— BEGIN INPUT ROWS —

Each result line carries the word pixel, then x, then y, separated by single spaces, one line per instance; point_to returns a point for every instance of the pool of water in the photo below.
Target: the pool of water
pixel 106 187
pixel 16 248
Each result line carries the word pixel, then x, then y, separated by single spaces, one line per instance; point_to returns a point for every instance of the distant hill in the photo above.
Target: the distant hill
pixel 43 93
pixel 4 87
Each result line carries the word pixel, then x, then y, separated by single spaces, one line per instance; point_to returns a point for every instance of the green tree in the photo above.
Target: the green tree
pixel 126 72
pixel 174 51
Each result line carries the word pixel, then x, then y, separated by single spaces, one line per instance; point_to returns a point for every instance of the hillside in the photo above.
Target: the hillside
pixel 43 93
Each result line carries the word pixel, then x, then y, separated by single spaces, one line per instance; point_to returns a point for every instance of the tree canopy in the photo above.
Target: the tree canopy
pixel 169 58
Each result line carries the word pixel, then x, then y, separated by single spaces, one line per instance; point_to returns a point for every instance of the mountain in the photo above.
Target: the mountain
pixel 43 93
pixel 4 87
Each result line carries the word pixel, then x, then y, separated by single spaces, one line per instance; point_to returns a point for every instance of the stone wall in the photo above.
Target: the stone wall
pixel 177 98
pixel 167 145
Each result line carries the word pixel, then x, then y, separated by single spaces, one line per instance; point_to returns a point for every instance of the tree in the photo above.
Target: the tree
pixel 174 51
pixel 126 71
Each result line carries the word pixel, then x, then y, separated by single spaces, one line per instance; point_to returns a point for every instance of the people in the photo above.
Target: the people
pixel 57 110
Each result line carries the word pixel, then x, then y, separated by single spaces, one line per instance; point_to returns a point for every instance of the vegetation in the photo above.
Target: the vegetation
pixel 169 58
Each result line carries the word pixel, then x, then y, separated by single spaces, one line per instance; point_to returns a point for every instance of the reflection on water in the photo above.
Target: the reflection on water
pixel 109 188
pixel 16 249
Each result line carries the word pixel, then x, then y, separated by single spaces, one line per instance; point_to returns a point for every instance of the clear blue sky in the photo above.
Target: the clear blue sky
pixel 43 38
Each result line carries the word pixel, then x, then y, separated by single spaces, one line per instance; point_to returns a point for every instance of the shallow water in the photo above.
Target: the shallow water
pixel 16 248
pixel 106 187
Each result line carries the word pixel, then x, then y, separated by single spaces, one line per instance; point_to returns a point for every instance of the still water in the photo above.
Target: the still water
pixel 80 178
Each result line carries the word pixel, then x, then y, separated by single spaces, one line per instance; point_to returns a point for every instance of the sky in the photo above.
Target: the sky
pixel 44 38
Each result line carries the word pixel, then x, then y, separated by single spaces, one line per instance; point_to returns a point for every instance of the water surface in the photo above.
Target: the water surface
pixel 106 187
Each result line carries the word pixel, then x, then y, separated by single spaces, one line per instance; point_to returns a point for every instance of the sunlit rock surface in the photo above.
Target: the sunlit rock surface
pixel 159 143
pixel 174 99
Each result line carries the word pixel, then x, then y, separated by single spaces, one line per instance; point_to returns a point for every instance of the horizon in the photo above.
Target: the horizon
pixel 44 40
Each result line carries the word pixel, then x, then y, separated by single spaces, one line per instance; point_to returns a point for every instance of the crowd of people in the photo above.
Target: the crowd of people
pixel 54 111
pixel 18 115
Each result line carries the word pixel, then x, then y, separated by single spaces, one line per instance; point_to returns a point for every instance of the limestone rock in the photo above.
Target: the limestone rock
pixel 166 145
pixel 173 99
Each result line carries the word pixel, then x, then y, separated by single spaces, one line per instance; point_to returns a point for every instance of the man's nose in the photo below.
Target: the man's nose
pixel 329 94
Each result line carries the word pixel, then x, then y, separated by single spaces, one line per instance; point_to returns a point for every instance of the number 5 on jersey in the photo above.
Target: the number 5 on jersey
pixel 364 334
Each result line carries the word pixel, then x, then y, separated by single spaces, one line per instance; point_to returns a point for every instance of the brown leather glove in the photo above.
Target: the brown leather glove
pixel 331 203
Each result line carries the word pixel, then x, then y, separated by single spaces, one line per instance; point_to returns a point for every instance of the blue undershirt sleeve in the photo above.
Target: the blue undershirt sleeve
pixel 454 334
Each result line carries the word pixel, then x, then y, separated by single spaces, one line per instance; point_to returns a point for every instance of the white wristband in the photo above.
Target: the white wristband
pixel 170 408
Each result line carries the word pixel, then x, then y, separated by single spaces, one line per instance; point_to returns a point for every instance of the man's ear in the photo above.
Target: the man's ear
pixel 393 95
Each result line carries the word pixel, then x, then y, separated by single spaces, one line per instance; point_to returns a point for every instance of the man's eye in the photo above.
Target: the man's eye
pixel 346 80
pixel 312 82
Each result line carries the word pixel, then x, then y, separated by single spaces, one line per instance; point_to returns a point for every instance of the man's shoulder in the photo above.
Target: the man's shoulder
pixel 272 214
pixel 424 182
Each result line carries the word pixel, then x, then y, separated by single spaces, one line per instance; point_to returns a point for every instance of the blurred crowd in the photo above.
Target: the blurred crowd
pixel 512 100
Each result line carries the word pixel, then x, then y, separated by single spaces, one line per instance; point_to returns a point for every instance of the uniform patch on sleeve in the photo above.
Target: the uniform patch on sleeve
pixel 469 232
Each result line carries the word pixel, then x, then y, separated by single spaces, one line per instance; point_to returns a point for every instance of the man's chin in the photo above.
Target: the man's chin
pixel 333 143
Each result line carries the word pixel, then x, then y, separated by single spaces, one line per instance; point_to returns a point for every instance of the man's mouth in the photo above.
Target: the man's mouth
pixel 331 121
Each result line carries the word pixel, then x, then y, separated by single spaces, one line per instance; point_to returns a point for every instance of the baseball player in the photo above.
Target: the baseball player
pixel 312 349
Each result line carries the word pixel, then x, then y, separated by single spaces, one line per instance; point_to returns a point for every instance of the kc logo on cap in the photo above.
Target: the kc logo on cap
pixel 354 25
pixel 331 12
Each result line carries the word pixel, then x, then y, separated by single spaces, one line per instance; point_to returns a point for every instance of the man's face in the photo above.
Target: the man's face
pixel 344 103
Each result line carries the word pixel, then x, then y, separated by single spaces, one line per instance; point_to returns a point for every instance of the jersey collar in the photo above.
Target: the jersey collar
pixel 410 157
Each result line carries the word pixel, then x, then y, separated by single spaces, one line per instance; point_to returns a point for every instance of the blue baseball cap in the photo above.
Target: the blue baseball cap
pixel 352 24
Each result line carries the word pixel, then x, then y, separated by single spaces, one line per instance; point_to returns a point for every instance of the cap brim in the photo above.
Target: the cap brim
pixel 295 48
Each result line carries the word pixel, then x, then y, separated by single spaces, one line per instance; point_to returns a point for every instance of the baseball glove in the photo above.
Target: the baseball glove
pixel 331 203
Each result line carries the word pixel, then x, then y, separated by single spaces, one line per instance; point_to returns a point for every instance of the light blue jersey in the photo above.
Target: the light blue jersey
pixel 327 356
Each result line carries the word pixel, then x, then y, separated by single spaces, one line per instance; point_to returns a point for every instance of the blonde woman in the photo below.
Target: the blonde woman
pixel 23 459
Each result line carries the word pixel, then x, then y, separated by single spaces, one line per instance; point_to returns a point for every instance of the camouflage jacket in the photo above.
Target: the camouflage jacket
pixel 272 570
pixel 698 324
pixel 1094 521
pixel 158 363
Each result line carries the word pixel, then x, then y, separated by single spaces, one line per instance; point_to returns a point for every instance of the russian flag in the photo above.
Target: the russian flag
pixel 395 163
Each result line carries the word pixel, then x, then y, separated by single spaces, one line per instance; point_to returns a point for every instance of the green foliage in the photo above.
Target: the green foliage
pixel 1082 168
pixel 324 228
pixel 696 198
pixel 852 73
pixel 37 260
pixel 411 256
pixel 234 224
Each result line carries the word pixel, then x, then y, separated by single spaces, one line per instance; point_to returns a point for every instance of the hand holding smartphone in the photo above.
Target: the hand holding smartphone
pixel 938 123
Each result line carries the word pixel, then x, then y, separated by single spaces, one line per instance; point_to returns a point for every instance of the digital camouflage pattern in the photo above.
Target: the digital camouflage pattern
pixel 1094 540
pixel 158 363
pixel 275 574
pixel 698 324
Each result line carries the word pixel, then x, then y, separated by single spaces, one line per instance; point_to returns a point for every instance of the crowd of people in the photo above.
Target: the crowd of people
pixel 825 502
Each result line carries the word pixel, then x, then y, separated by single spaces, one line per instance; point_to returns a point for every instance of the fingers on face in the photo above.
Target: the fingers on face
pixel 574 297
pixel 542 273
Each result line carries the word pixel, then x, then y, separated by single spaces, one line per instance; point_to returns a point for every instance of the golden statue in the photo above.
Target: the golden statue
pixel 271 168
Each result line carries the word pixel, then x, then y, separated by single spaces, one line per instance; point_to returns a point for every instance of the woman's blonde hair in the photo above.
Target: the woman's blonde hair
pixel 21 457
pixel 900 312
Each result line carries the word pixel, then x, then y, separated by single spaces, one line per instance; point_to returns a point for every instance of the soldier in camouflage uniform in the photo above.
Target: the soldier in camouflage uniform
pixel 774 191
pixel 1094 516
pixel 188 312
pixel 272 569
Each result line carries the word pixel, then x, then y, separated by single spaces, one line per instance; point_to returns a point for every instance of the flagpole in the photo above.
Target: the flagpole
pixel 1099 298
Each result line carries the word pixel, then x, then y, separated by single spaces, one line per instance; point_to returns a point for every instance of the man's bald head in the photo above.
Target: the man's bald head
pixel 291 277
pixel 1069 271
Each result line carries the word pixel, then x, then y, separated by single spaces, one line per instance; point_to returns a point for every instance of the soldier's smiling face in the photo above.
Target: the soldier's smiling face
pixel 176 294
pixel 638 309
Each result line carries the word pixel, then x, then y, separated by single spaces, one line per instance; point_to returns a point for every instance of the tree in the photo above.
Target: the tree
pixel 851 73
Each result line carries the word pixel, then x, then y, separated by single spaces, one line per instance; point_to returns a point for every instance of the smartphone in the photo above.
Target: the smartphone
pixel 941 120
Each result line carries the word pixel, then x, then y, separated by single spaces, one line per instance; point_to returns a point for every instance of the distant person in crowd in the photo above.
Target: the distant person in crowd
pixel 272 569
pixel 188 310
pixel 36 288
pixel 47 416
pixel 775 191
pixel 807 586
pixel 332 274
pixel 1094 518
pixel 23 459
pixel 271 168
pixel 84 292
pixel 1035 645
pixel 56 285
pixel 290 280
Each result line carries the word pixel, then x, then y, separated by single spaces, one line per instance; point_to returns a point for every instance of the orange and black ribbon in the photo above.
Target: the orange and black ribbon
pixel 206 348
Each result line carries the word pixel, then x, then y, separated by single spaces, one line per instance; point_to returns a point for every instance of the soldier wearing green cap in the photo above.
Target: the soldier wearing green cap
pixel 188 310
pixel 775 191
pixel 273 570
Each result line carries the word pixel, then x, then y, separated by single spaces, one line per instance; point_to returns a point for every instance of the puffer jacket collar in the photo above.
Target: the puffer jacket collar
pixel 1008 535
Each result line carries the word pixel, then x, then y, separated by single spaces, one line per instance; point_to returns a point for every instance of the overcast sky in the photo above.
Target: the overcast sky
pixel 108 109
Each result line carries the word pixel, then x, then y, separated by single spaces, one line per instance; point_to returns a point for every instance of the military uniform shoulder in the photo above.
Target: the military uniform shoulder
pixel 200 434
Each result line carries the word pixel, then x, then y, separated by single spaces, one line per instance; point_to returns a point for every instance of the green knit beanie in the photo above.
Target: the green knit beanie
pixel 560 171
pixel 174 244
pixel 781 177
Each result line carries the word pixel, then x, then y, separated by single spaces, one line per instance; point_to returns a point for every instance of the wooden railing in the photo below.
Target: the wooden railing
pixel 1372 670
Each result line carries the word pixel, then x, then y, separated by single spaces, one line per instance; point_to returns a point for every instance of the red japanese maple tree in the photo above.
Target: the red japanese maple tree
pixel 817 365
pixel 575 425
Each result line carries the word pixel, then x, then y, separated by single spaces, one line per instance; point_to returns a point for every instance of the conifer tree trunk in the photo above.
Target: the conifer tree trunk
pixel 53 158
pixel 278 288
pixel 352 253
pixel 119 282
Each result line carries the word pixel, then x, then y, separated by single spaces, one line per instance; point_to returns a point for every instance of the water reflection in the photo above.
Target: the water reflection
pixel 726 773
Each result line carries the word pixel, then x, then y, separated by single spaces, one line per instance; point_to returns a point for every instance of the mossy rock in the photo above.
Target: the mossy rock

— END INPUT ROWS —

**WHAT IS BEING ASKED:**
Render the data from the line containing "flag in the photo above." through the line containing "pixel 234 224", both included, as a Markdown table with columns Row and Text. Put a row number and one line in each row, and leave out blank lines.

**EXPECTED OUTPUT:**
| Row | Text |
|---|---|
| 1 | Each result line carries the word pixel, then x, then y, separated by single spaces, one line per instance; point_to returns a point for every instance of the russian flag in the photo above. |
| 2 | Target: the russian flag |
| 3 | pixel 395 163 |
| 4 | Each result line carries the word pixel, then x, then y, separated by single spaces, one line per instance; point_to returns a point for every instance of the green foliage in the photo above. |
| 5 | Target: the green foliage |
| 6 | pixel 1082 168 |
| 7 | pixel 324 228 |
| 8 | pixel 696 198 |
| 9 | pixel 852 73 |
| 10 | pixel 37 260 |
| 11 | pixel 411 256 |
| 12 | pixel 234 224 |